Selected text:

On Dec 3, 2008, at 5:53 AM, Emmanuel Lecharny wrote:

Graham Leggett wrote:
Emmanuel Lecharny wrote:

I can't agree more :/ I already mentionned the fact that using spring + xbeans was most certainly a bad decision (IMHO), leading to more problems than solutions...

But this might be just me :)

I completely agree.

The acid test is in the error messages: if a user gets a message that makes no sense to an end user, then the software is fundamentally broken. Spring moves lots of stuff that would otherwise be caught by your compiler (using annotations and other useful things) into the runtime, and this means end users hit the bugs, not the developers.
<personal opinion>
I will go a bit forward (and it's not totally related to ADS) : IMHO, Spring itself is just not the way to go when you want to offer a solution which is not embeddable only. It does not make sense. I think that the DI/IOC approach has been stretched far too much. From a cool techno, very usefull when you want to develop a pluggable system, that's just fine. Otherwise, it's just following the buzz, and abusing the idea badly.
</personal opinion>

From the ADS pov, I don't think we will have time to change anything, unless we spend a serious amount of time defining a better solution in the next few months. This can be discussed too...

Extracted material:
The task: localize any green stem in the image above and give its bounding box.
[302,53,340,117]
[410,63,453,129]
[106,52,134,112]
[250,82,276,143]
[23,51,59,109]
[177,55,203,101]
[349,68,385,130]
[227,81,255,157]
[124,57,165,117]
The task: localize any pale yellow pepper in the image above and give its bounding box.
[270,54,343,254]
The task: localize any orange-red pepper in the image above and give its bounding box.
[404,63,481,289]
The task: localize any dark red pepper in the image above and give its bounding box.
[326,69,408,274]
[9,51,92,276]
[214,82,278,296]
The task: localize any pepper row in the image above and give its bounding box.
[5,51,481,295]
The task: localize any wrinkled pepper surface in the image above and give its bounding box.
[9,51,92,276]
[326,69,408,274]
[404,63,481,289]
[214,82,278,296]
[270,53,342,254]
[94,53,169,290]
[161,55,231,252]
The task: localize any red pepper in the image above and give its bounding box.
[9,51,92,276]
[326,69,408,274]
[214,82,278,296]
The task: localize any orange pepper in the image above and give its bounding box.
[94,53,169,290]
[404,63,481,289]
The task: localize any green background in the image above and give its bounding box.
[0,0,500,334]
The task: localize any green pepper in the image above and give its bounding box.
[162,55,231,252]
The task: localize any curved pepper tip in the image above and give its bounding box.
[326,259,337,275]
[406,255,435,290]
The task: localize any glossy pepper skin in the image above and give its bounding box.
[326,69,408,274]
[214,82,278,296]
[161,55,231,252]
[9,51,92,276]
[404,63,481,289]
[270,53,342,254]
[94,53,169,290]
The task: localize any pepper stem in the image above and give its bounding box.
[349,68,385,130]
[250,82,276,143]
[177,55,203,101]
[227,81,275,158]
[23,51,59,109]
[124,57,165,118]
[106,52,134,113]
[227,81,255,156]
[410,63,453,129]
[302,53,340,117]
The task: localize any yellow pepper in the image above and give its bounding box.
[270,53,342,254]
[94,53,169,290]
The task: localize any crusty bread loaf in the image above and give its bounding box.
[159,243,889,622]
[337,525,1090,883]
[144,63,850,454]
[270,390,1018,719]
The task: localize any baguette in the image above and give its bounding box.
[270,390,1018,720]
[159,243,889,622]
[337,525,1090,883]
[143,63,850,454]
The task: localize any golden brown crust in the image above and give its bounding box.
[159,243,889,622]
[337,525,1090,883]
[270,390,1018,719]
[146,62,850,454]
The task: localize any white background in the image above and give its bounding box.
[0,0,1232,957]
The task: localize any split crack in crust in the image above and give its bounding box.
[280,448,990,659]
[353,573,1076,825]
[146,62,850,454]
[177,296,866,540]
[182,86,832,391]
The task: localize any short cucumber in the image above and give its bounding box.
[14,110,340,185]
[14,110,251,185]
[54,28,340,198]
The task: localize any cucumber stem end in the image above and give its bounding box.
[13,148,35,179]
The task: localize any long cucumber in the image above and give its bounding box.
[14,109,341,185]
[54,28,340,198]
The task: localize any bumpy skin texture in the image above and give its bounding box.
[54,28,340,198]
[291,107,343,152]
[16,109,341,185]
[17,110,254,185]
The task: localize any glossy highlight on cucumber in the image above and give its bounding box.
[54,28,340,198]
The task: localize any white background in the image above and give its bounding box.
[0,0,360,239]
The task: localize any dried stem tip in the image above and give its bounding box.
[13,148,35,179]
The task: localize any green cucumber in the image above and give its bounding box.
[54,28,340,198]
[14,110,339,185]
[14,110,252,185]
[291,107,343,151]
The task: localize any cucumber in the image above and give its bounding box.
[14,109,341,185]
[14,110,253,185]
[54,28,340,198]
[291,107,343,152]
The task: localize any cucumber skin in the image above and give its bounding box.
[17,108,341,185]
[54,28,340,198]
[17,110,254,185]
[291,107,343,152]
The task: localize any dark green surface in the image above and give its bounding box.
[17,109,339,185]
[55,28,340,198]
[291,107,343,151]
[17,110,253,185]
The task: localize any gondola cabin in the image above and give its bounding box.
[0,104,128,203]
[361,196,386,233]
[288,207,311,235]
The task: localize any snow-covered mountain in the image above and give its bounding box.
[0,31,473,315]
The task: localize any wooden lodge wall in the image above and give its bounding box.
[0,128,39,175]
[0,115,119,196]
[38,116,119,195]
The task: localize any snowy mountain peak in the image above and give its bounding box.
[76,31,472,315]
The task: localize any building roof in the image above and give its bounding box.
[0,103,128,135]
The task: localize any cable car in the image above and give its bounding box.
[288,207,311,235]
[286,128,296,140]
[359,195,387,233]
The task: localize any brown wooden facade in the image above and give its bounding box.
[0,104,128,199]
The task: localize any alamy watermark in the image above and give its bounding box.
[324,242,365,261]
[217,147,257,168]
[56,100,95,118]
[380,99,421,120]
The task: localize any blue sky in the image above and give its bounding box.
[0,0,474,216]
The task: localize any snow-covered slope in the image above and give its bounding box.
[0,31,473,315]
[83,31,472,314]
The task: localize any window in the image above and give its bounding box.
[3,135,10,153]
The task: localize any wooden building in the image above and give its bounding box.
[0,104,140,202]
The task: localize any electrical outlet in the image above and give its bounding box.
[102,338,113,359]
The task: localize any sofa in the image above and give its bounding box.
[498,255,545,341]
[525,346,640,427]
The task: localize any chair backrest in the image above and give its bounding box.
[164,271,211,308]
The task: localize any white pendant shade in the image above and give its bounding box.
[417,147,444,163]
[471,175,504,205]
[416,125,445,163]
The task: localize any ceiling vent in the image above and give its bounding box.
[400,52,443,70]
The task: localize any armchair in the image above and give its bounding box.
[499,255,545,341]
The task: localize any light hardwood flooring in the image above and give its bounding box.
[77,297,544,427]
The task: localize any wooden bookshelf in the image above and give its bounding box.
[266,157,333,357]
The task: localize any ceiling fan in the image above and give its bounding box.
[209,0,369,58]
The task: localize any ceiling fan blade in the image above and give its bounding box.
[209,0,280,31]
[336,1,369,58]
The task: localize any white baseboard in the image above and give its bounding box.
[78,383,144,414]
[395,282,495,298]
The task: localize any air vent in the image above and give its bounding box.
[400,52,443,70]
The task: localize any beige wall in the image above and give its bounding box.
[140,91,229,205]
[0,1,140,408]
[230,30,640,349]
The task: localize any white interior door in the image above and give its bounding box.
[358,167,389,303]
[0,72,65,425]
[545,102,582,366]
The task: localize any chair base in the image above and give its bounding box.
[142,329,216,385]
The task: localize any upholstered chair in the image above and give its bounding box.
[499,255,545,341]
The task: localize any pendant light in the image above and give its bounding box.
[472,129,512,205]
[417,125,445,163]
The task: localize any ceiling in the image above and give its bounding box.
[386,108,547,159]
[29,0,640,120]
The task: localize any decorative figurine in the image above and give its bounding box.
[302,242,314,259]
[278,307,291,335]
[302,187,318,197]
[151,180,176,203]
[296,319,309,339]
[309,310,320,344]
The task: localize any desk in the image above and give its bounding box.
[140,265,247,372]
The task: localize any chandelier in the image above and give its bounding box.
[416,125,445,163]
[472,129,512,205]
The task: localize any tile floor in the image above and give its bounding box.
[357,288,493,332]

Work to complete:
[1] Reproduce the email about Spring from "On Dec 3, 2008, at" up to and including "problems than solutions...".
[2] Answer these questions from the email about Spring:
(a) What does the email name as the acid test?
(b) Into what does Spring move things that a compiler would otherwise catch?
(c) What does the email say about how far the DI/IOC approach has been taken?
[3] Say whether each statement agrees with the email about Spring, and quote the words that decide it:
(a) Spring causes developers, not end users, to hit the bugs.
(b) Using spring + xbeans is described as most certainly a bad decision.
(c) There will be time to change things for ADS without much extra effort.

Responses:
[1]
On Dec 3, 2008, at 5:53 AM, Emmanuel Lecharny wrote:

Graham Leggett wrote:
Emmanuel Lecharny wrote:

I can't agree more :/ I already mentionned the fact that using spring + xbeans was most certainly a bad decision (IMHO), leading to more problems than solutions...

[2]
(a) The error messages.
(b) The runtime.
(c) It has been stretched far too much.

[3]
(a) No: "this means end users hit the bugs, not the developers."
(b) Yes: "using spring + xbeans was most certainly a bad decision (IMHO)"
(c) No: "I don't think we will have time to change anything, unless we spend a serious amount of time defining a better solution in the next few months."